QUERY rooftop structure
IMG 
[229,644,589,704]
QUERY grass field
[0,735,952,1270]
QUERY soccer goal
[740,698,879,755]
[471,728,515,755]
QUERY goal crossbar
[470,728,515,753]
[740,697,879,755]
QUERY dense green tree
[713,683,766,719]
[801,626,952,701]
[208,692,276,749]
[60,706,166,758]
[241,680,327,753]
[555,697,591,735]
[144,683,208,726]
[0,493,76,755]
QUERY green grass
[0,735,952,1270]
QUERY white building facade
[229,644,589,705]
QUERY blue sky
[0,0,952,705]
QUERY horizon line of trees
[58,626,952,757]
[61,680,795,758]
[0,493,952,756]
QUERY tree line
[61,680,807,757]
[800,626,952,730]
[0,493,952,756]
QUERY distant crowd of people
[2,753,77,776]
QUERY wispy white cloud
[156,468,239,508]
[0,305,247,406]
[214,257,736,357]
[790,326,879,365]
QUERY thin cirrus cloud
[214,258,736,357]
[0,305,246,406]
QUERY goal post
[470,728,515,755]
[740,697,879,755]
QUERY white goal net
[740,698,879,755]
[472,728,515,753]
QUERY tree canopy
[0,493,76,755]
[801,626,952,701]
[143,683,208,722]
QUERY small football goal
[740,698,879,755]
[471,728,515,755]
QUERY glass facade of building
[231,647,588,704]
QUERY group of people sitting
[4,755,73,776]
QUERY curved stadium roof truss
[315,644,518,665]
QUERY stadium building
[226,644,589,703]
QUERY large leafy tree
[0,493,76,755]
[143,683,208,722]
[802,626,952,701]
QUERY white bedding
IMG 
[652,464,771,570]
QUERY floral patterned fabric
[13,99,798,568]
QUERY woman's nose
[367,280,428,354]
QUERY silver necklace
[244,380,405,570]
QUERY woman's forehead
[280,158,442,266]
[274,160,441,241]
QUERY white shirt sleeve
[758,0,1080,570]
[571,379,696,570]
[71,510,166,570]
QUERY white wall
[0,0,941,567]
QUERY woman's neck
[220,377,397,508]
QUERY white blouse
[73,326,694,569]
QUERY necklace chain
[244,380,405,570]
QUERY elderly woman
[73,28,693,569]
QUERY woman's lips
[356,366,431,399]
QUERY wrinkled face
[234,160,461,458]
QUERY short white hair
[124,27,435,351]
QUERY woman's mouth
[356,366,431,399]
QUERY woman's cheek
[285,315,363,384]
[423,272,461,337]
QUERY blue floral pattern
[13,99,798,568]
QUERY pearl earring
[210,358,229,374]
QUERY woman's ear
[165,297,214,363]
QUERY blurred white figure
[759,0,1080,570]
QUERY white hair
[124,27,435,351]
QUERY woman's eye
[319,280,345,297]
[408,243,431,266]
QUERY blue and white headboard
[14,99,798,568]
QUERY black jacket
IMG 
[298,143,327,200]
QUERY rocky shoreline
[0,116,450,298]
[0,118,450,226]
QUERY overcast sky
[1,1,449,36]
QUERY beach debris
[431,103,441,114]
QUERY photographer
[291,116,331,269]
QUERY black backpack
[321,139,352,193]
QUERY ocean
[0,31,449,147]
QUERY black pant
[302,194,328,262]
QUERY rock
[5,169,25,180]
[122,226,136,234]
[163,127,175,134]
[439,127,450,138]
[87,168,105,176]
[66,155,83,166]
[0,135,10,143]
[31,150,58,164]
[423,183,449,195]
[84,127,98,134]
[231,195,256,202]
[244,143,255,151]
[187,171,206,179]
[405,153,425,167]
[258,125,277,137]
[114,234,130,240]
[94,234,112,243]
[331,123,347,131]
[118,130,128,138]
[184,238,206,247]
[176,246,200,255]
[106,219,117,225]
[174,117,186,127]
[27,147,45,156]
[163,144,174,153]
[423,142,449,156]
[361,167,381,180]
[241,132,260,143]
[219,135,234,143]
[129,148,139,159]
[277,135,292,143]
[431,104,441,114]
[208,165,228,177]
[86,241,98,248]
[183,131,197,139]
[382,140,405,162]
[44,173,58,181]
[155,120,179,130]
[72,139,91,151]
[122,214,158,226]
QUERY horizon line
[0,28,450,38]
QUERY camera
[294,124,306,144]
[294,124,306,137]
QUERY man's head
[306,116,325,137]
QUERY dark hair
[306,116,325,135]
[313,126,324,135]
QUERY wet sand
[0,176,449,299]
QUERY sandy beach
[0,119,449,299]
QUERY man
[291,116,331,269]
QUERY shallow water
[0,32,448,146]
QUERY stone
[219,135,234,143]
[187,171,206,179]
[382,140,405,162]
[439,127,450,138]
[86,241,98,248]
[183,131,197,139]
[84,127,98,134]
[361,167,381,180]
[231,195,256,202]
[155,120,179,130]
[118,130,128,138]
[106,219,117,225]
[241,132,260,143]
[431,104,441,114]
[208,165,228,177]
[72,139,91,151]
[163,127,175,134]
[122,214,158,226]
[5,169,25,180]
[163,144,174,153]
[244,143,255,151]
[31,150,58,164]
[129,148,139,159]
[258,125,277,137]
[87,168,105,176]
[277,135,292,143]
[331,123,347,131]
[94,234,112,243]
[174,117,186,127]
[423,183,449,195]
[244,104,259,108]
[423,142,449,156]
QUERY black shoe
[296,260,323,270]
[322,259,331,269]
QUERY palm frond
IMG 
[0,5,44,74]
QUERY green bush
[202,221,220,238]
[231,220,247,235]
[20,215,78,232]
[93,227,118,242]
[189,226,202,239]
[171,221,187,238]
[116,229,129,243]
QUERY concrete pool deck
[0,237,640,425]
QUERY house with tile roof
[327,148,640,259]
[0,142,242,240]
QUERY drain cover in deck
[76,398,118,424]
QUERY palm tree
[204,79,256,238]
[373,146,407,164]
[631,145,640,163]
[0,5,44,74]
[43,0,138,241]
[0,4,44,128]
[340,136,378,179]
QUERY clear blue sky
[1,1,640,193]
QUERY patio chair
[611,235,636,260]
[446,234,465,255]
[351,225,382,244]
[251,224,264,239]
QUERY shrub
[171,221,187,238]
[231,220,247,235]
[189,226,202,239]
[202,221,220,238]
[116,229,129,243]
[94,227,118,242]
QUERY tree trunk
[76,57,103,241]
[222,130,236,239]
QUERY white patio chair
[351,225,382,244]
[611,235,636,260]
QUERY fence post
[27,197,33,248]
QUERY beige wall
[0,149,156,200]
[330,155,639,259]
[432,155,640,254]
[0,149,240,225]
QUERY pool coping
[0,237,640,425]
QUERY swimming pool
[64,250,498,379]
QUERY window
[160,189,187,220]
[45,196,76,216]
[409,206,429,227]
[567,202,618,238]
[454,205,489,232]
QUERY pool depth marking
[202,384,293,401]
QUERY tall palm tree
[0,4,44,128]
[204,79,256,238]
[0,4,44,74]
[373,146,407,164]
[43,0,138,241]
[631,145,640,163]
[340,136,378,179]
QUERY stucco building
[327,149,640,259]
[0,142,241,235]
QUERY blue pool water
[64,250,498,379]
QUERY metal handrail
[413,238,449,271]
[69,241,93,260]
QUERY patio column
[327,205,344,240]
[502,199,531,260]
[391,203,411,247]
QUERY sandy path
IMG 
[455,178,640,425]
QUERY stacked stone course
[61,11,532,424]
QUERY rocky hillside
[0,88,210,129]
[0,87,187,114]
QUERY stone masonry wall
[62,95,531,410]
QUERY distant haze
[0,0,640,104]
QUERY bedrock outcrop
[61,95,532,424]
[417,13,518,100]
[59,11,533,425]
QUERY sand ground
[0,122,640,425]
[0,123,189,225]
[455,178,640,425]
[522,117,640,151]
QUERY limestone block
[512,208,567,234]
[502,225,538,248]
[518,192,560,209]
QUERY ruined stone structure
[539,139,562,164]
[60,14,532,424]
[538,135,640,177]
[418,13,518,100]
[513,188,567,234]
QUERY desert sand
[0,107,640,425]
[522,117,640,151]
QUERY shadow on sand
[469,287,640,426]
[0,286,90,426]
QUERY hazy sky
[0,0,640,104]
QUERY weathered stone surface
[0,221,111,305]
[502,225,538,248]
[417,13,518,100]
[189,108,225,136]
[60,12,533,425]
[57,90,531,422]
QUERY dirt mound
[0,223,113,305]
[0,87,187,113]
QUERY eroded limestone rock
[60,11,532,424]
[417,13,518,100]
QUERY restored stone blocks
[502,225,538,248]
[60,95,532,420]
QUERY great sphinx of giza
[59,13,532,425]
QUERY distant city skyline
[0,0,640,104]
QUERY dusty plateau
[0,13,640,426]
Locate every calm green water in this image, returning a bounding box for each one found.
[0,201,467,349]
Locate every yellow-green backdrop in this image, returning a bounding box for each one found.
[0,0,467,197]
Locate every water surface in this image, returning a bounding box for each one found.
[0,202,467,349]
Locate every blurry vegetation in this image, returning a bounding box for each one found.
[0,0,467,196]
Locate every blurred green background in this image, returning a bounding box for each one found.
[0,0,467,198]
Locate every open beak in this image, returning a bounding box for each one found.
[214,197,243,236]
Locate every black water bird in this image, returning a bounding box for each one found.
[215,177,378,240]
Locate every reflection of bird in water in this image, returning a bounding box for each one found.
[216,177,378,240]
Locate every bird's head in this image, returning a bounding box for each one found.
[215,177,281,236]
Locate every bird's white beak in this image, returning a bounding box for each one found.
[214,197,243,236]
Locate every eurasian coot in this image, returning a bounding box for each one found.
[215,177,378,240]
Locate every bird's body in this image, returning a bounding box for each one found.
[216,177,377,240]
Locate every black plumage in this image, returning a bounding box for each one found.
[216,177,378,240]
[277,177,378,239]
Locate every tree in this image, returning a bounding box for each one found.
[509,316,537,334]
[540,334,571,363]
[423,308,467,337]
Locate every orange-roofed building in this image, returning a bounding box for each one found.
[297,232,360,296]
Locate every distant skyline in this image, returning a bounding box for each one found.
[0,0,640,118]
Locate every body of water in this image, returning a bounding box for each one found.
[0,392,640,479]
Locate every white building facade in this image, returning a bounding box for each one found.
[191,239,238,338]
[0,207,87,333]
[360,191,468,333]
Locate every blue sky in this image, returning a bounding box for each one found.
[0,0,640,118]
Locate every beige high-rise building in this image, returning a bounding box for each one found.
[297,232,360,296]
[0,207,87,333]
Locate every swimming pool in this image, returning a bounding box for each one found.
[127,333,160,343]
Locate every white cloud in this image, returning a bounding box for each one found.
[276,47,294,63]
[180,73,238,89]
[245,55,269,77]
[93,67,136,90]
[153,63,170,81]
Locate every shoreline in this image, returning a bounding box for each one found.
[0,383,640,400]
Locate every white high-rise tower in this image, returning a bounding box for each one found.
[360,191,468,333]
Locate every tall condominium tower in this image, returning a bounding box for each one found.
______________________________
:: Work to be completed ::
Rescale the lines from the one with "Locate every yellow-green" to the one with "[0,392,640,479]", both included, and write them all out again. Keep each item's text line unchanged, but multiply every bounding box coordinate by 2.5, rounding to whole numbers with halves rounded up.

:: Exercise output ::
Locate every yellow-green backdrop in this image, returning a bounding box for each one found.
[0,0,1168,493]
Locate every water surface in this image, returning a bounding box for each one found.
[0,505,1168,873]
Locate every blurry vegetation in this image, returning a bounding box for each one found.
[0,0,1168,490]
Locate every blurred green background in this image, returning a bounding box for each one found.
[0,0,1168,495]
Locate every open beak in this image, returning a bounding box for each one found.
[535,493,608,590]
Locate every black water bird in this image, returning a bounding box for each one found.
[538,443,945,600]
Locate every reflection of bird in water in this image, returning a bounding box for each one found.
[540,443,945,600]
Locate every bird's head in this image, returning a bounding box for each one found.
[538,443,703,590]
Locate every bird's white beak in this image, returning a bounding box for each one found.
[535,493,608,590]
Locate every eurasian coot in this image, returning a bounding box for each one found.
[538,443,945,600]
Locate every bird's body in this image, returning a bounding box for each one found.
[540,443,943,600]
Locate every black plumage in this image, returning a bounding box for each one found.
[540,443,945,600]
[693,443,945,598]
Locate every tree in this image, returning a bounding box for each one found.
[1273,790,1343,835]
[1350,835,1428,908]
[1058,770,1168,843]
Locate every orange-roofed building in this image, returning a bounding box for each one found.
[743,580,900,740]
Locate every distant skyline in this image, returning a bounding box for each one found.
[0,0,1600,295]
Locate every body of water in this image, returning a bounding box for each one found.
[0,980,1600,1198]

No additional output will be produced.